— start —

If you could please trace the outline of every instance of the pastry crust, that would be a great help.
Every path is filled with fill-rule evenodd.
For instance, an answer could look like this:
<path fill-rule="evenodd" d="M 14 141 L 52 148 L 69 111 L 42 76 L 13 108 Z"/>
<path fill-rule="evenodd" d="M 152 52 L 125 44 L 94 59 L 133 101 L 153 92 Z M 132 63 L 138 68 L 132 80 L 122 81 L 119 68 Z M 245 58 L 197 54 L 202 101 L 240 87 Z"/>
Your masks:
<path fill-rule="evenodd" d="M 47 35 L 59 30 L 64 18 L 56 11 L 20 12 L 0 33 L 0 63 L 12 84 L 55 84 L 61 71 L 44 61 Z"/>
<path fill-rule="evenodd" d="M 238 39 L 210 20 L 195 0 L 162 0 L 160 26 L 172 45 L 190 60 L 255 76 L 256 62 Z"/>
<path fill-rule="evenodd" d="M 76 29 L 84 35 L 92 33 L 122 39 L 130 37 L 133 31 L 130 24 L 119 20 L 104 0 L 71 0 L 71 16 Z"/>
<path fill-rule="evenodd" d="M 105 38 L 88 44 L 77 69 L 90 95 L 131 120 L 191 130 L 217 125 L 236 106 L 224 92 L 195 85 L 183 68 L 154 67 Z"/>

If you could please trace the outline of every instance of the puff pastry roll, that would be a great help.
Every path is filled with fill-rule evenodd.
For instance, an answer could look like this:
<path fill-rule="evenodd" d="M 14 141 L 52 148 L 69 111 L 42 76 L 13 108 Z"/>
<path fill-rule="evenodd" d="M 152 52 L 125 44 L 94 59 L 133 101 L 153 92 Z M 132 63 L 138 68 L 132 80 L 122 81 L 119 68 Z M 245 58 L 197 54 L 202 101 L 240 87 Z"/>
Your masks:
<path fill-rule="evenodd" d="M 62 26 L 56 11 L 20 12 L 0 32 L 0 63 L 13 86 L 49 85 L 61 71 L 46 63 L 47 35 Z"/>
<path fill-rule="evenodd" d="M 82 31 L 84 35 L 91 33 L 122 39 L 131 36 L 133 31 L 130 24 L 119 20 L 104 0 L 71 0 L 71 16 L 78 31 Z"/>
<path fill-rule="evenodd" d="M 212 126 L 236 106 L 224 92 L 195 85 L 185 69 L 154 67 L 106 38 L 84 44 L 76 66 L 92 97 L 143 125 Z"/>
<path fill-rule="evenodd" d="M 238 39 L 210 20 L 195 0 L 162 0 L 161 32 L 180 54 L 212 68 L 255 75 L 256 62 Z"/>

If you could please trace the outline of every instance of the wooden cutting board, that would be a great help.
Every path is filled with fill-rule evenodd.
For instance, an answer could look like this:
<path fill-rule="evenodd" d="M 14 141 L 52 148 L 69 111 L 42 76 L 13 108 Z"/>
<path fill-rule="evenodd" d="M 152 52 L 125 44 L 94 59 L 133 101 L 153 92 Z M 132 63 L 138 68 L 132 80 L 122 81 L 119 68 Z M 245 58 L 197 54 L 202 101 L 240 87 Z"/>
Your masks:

— end —

** Written task **
Format every line of the records above as a JSON list of strings, one string per line, leaving out blank lines.

** The completed task **
[
  "If you could please trace the outline of every instance of the pastry crust, that would be a great help.",
  "Every path is filled with fill-rule evenodd.",
  "For instance, an answer could look like this:",
  "<path fill-rule=\"evenodd\" d=\"M 14 141 L 52 148 L 69 111 L 42 76 L 13 108 Z\"/>",
  "<path fill-rule=\"evenodd\" d=\"M 152 52 L 125 44 L 94 59 L 133 101 L 153 92 Z M 132 63 L 138 68 L 132 80 L 122 81 L 119 68 Z M 245 58 L 197 54 L 202 101 L 240 87 Z\"/>",
  "Your masks:",
  "<path fill-rule=\"evenodd\" d=\"M 47 35 L 59 30 L 64 18 L 56 11 L 20 12 L 0 33 L 0 63 L 12 84 L 55 84 L 61 71 L 44 61 Z\"/>",
  "<path fill-rule=\"evenodd\" d=\"M 238 39 L 210 20 L 195 0 L 162 0 L 160 26 L 172 45 L 190 60 L 255 76 L 256 62 Z\"/>",
  "<path fill-rule=\"evenodd\" d=\"M 76 29 L 84 35 L 92 33 L 122 39 L 130 37 L 133 31 L 130 24 L 119 20 L 104 0 L 71 0 L 71 16 Z\"/>",
  "<path fill-rule=\"evenodd\" d=\"M 105 38 L 88 44 L 77 69 L 90 95 L 131 120 L 191 130 L 217 125 L 236 106 L 224 92 L 195 85 L 183 68 L 154 67 Z\"/>",
  "If you could please trace the outline of every instance of the puff pastry roll, that would be a great help.",
  "Every path is filled with fill-rule evenodd.",
  "For instance, an answer could look like this:",
  "<path fill-rule=\"evenodd\" d=\"M 14 141 L 52 148 L 69 111 L 42 76 L 13 108 Z\"/>",
  "<path fill-rule=\"evenodd\" d=\"M 152 52 L 125 44 L 94 59 L 133 101 L 153 92 Z M 132 63 L 138 68 L 132 80 L 122 81 L 119 68 Z M 245 58 L 197 54 L 202 101 L 240 87 Z\"/>",
  "Your masks:",
  "<path fill-rule=\"evenodd\" d=\"M 62 26 L 56 11 L 20 12 L 0 32 L 0 63 L 13 86 L 49 85 L 61 71 L 46 63 L 47 35 Z\"/>",
  "<path fill-rule=\"evenodd\" d=\"M 82 31 L 84 35 L 91 33 L 122 39 L 131 36 L 133 31 L 130 24 L 119 20 L 104 0 L 71 0 L 71 16 L 78 31 Z\"/>",
  "<path fill-rule=\"evenodd\" d=\"M 212 126 L 236 106 L 224 92 L 195 85 L 185 69 L 154 67 L 106 38 L 84 44 L 76 66 L 92 97 L 143 125 Z\"/>",
  "<path fill-rule=\"evenodd\" d=\"M 238 39 L 210 20 L 195 0 L 162 0 L 161 32 L 180 54 L 212 68 L 255 75 L 256 62 Z\"/>",
  "If you could please trace the outline of every instance of the wooden cutting board, that would be a great help.",
  "Every path is filled with fill-rule evenodd.",
  "For instance, an answer could look like this:",
  "<path fill-rule=\"evenodd\" d=\"M 14 141 L 52 148 L 69 111 L 42 76 L 13 108 Z\"/>",
  "<path fill-rule=\"evenodd\" d=\"M 152 52 L 125 44 L 94 59 L 133 101 L 153 92 Z M 132 63 L 138 68 L 132 80 L 122 81 L 119 68 Z M 245 58 L 197 54 L 202 101 L 240 87 Z\"/>",
  "Your masks:"
]